### Exercise instructions
If a line of the data below holds the word "post", list it.

### Dataset records
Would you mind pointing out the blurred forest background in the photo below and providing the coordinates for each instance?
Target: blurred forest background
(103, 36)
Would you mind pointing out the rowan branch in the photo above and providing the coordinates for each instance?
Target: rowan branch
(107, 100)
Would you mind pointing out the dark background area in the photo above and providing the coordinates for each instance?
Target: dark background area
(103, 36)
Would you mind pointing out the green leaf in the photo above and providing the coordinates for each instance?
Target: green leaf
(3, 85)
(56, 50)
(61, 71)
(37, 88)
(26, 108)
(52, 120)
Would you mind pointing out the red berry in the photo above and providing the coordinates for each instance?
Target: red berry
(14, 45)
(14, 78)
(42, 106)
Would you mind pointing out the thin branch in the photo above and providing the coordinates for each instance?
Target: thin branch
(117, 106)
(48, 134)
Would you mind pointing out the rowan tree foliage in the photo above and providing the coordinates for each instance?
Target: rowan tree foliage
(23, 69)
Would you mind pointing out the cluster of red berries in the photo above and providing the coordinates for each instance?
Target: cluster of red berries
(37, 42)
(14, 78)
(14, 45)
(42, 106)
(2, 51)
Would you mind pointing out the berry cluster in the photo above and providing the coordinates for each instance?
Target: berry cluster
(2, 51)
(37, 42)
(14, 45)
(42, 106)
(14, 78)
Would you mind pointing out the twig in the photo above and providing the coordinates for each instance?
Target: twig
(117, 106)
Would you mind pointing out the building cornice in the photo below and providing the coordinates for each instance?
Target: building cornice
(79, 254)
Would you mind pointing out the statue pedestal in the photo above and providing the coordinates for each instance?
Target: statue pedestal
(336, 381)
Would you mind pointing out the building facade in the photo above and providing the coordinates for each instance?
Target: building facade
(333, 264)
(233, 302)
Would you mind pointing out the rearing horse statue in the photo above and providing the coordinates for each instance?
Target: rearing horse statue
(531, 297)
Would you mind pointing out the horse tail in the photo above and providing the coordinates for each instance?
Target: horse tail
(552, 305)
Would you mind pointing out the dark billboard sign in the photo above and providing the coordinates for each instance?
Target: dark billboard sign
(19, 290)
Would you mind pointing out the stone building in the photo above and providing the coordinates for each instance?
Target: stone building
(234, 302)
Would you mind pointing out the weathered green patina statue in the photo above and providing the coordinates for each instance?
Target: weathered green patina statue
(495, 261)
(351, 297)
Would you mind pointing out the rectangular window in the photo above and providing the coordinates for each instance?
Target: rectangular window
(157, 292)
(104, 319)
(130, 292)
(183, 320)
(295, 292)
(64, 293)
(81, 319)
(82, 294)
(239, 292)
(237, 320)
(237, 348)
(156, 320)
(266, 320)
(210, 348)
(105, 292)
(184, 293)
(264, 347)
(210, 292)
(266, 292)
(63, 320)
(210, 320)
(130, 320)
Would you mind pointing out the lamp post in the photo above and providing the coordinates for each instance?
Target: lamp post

### Exercise response
Would you mind pointing out the lamp post in the photo above and providing the coordinates for each instance?
Target: lamp post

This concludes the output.